> _Stated task_
Rewrite the material from its start through the line containing "x=238 y=166", swapping "distant tree" for "far-off tree" and leaving everything else unchanged.

[BEGIN Data records]

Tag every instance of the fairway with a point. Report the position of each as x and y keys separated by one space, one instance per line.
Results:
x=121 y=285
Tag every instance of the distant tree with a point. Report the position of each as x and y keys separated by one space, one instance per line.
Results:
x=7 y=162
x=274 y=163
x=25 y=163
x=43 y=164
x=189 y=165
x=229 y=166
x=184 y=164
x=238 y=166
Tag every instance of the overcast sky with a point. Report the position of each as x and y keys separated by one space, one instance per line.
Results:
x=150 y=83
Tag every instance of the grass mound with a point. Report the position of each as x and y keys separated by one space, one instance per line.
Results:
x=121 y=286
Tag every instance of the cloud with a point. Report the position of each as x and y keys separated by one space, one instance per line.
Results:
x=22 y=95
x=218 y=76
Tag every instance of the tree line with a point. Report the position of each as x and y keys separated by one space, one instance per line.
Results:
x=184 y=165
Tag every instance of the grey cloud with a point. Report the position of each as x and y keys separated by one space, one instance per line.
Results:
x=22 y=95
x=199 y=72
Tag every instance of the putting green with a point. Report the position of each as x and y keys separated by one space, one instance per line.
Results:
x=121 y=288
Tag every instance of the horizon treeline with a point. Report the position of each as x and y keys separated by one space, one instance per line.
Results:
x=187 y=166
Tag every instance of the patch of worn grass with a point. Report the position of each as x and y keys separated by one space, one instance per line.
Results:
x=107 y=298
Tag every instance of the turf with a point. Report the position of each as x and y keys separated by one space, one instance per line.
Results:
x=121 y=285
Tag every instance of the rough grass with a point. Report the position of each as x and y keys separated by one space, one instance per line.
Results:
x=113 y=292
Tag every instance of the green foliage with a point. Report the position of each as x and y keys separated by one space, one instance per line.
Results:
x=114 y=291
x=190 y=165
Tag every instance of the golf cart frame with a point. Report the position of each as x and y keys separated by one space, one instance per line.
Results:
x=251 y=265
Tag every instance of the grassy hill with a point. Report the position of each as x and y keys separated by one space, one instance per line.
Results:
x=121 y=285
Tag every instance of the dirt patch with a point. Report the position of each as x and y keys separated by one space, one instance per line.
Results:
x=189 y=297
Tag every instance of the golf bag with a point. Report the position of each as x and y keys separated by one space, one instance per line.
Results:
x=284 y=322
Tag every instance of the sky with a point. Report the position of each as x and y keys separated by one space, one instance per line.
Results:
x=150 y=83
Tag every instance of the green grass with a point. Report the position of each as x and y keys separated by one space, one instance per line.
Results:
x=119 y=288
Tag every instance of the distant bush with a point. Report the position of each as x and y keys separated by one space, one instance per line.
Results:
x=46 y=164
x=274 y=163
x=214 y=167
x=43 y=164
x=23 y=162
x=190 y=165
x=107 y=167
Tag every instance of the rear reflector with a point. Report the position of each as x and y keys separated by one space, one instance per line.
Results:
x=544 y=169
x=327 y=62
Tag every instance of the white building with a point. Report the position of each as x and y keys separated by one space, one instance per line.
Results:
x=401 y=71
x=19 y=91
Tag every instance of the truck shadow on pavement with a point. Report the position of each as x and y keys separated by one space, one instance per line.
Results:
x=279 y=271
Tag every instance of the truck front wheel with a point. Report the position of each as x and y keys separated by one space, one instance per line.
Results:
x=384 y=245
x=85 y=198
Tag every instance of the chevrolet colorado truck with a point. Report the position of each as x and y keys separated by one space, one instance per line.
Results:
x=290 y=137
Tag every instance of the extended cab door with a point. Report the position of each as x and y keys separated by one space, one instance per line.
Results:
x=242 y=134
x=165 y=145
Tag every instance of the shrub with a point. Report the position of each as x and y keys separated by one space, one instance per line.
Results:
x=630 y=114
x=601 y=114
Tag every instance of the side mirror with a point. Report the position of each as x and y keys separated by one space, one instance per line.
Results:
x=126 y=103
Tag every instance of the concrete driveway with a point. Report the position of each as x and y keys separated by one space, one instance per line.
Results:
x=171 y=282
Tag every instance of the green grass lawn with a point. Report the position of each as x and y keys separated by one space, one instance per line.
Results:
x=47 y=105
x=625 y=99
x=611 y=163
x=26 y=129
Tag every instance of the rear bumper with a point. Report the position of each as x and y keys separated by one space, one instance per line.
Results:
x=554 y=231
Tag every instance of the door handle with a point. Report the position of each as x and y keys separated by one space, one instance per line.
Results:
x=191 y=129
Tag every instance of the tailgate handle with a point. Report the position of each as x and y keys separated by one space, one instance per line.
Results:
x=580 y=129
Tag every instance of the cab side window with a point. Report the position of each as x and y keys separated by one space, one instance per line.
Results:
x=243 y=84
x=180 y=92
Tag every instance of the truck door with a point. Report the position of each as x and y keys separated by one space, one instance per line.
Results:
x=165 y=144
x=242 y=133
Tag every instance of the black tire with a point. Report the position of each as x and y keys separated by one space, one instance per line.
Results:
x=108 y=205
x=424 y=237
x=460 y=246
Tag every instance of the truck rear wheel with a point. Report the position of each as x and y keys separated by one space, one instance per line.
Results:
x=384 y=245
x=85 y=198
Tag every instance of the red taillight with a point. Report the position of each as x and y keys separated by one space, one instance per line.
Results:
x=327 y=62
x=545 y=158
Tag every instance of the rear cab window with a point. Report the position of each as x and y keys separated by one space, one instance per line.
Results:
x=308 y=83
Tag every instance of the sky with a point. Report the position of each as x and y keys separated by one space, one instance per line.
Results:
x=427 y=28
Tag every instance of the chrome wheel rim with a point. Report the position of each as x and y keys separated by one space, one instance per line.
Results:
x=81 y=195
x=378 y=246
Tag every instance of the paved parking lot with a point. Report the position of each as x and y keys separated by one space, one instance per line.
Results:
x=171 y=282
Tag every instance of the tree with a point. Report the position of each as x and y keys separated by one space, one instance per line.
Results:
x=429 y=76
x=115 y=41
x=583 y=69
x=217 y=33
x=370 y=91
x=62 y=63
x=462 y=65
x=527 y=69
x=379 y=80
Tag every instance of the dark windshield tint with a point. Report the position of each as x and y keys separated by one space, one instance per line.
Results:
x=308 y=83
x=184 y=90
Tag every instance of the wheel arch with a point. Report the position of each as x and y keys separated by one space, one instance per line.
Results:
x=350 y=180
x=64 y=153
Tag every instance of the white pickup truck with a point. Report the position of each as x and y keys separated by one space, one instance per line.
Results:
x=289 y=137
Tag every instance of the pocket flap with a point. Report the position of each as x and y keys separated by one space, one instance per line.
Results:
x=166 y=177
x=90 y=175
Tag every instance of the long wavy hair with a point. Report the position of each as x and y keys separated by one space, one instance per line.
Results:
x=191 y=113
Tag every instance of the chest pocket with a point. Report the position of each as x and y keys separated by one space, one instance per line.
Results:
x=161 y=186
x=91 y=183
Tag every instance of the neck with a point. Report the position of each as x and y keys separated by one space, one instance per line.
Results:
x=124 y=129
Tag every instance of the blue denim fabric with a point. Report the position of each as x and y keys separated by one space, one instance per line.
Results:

[END Data records]

> _In response_
Tag every instance of the fairway with a point. Report the position of each as x and y keys separated by one space, one instance per line.
Results:
x=121 y=285
Tag every instance of the far-off tree with a point. Report the position of each as x and y keys separated by one space, one instance per line.
Results:
x=7 y=162
x=274 y=163
x=25 y=163
x=43 y=164
x=189 y=165
x=229 y=166
x=184 y=164
x=238 y=166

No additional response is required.